╭─ Source records

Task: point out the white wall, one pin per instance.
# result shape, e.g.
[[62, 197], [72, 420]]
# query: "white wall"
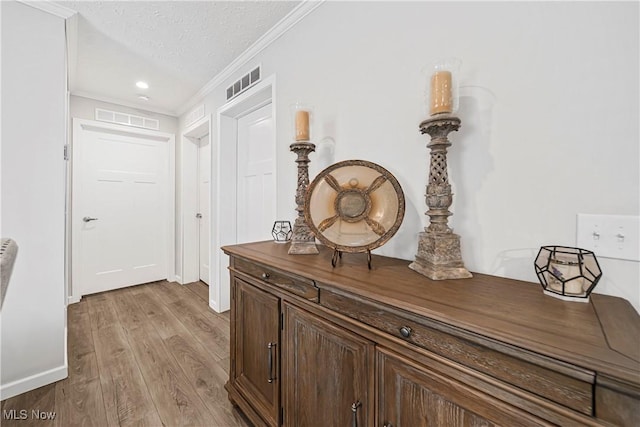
[[549, 113], [33, 183]]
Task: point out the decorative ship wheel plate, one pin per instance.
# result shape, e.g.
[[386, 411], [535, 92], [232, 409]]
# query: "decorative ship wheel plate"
[[354, 206]]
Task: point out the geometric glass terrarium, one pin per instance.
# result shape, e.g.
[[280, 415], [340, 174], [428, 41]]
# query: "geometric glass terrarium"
[[567, 273]]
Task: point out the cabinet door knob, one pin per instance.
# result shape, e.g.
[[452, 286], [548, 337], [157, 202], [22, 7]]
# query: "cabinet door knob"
[[405, 331]]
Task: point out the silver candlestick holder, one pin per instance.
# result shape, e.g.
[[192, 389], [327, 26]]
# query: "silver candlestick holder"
[[439, 256], [303, 241]]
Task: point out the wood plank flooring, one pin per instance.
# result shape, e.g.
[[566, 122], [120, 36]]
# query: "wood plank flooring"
[[152, 355]]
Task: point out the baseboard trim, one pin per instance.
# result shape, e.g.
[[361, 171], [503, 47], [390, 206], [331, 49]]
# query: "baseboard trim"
[[34, 381]]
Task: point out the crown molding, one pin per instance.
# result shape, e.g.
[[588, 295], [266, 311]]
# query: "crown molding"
[[284, 25], [50, 7], [115, 101]]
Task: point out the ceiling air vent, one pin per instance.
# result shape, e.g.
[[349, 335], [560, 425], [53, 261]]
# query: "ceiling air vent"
[[127, 119], [243, 83]]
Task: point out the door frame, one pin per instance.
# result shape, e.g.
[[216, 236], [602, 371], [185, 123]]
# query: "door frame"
[[223, 207], [188, 229], [78, 126]]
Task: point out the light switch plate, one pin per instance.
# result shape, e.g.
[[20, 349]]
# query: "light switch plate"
[[609, 236]]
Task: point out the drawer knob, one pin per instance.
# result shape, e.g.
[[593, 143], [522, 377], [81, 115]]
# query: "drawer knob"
[[405, 331]]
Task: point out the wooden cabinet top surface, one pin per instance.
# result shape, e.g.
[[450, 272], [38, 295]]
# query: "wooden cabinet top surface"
[[602, 335]]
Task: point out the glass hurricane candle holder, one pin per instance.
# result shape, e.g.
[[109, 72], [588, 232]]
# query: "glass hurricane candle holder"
[[281, 231], [302, 120], [567, 273], [442, 86]]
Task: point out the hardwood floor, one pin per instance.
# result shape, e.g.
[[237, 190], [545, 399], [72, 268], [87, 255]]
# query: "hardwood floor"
[[153, 355]]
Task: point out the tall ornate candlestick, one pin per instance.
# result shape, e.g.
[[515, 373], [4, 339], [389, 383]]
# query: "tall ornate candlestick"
[[439, 255], [303, 241]]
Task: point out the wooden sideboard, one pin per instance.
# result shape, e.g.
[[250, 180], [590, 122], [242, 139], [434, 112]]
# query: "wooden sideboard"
[[313, 345]]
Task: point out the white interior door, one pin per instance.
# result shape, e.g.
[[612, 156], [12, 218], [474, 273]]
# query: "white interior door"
[[256, 183], [204, 174], [120, 216]]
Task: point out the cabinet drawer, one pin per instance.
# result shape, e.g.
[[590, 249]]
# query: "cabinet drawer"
[[564, 384], [301, 286]]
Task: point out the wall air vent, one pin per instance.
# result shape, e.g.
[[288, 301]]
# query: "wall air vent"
[[127, 119], [243, 83]]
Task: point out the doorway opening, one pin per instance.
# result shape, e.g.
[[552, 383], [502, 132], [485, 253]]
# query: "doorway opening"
[[195, 257], [123, 206], [242, 176]]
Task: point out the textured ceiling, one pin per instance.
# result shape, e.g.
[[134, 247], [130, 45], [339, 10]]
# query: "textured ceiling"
[[176, 46]]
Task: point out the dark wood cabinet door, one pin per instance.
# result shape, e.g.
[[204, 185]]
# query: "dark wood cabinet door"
[[418, 396], [328, 373], [257, 349]]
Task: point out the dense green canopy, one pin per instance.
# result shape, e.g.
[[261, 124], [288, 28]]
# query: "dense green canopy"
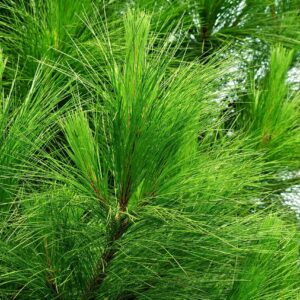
[[144, 148]]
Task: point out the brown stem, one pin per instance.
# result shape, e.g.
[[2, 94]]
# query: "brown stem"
[[107, 256], [50, 278]]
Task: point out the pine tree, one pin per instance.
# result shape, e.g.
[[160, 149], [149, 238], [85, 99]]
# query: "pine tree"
[[142, 149]]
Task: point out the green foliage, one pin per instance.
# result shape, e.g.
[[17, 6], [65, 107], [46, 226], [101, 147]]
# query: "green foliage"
[[120, 177]]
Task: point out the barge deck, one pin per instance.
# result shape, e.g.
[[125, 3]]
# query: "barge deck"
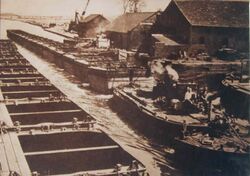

╰─

- **Problem description**
Rewrite every item above, substituting "a single pin for each instance" for each occurrence of "one pin per instance" and keeping everything else unchanged. Omit the pictures from your answer.

- **Task result**
Task: point out the white wall, a single pin for each instance.
# result shape, e.g.
[[62, 197], [72, 420]]
# query: "white wall"
[[549, 113], [33, 183]]
Task: point out the decorative ship wheel plate, a single pin for each instance.
# result shape, e.g.
[[386, 411], [535, 92], [232, 409]]
# query: "decorative ship wheel plate"
[[354, 206]]
Task: point out the geometric glass terrarium, a single pin for each instance.
# result shape, e.g.
[[280, 415], [340, 174], [428, 41]]
# query: "geometric glass terrarium"
[[567, 273]]
Task: point out the cabinet door knob, a single pin for each instance.
# result shape, e.g.
[[452, 286], [548, 337], [157, 202], [22, 7]]
# query: "cabinet door knob"
[[405, 331]]
Task: point out the silver candlestick holder, a single pin for each instance.
# result shape, e.g.
[[192, 389], [327, 26]]
# query: "silver candlestick holder"
[[439, 256], [303, 241]]
Task: point out the wood plank flooring, a single pin for each instance.
# result shape, e.g.
[[566, 122], [120, 36]]
# query: "wood plank flooring"
[[152, 355]]
Task: point out the baseboard trim, a single pin for each instance.
# result shape, e.g.
[[361, 171], [503, 47], [390, 206], [331, 49]]
# query: "baseboard trim"
[[34, 381]]
Task: point out the crown molding, a single pin for each instance.
# result shape, e.g.
[[588, 295], [266, 311]]
# query: "crown molding"
[[284, 25], [50, 7], [115, 101]]
Task: point out the ceiling air vent, a single pin for each instance.
# result shape, e.g.
[[349, 335], [560, 425], [53, 261]]
# query: "ceiling air vent"
[[127, 119], [243, 83]]
Task: point out the door frame, a single pin for each instance.
# result shape, e.g.
[[216, 236], [602, 371], [185, 123]]
# query: "door frame"
[[223, 207], [188, 229], [78, 126]]
Task: point out the light switch plate, a single pin for each instance.
# result shape, e.g.
[[20, 349]]
# query: "light switch plate"
[[609, 236]]
Task: point out the drawer knob, a single pin for each instance.
# result shape, e.g.
[[593, 143], [522, 377], [81, 115]]
# query: "drawer knob"
[[405, 331]]
Task: point out the wooden cabinet top surface, a single pin for each instance.
# result shape, e.g.
[[450, 272], [38, 295]]
# query: "wooden cabinet top surface"
[[602, 335]]
Task: point out the glass hurricane candle holder, a single pin for each instance.
# result shape, e.g.
[[109, 72], [588, 232]]
# query: "glass hurricane candle holder"
[[281, 231], [302, 120], [567, 273], [442, 86]]
Task: point out the hardwood floor, a single pin for each instance.
# result shape, e.g.
[[237, 190], [545, 399], [72, 268], [87, 255]]
# query: "hardwood floor"
[[153, 355]]
Task: point out the tall ornate candlestick, a single pin for each instance.
# result shape, e.g.
[[515, 373], [4, 339], [389, 383]]
# query: "tall ornate candlestick"
[[439, 255], [303, 241]]
Task: point out the wooden sideboard, a single pin for each instance.
# result shape, e.g.
[[250, 180], [590, 122], [242, 139], [434, 112]]
# query: "wooden sideboard"
[[313, 345]]
Task: point out the white interior door, a single pin for each instance.
# result shape, e.g.
[[612, 156], [12, 218], [474, 273]]
# query: "white interior door"
[[256, 183], [204, 174], [120, 216]]
Task: point out the cabinet drawer, a single pin for each instance.
# result shape, e.g.
[[590, 249]]
# query: "cabinet drawer"
[[564, 384], [301, 286]]
Task: point out the wall air vent, a single pin for each instance.
# result shape, e.g.
[[288, 301]]
# query: "wall air vent"
[[127, 119], [243, 83]]
Task: point out the doorway opening, a single pin for each instance.
# result shape, e.g.
[[552, 383], [502, 132], [485, 253]]
# query: "doorway opening"
[[195, 257], [123, 206], [242, 176]]
Task: point out the textured ceiling, a single pin for each instance.
# result shape, e.g.
[[134, 247], [130, 45], [339, 10]]
# query: "textured ceiling"
[[176, 46]]
Task: point out the dark wood cabinet door, a single pin for each instance.
# result shape, e.g.
[[204, 185]]
# query: "dark wood cabinet door"
[[418, 396], [328, 373], [257, 349]]
Task: point out the dense green canopy, a single pin for each instance.
# result shape, e.g.
[[261, 124], [288, 28]]
# query: "dense green canopy"
[[144, 148]]
Task: point out the brown stem, a single pin for each instance.
# result shape, e.g.
[[2, 94]]
# query: "brown stem"
[[107, 256], [50, 278]]
Task: point out the pine tree, a single pin for each instance.
# result shape, e.g.
[[160, 149], [149, 238], [85, 99]]
# query: "pine tree"
[[142, 149]]
Task: point out the green foliage, a single pin for each instance.
# result shape, e.g.
[[17, 6], [65, 107], [46, 226], [101, 147]]
# query: "green foliage"
[[120, 177]]
Task: point out the barge deck, a single pin for each instance.
# result shape, e.g.
[[125, 3]]
# query: "barge deck"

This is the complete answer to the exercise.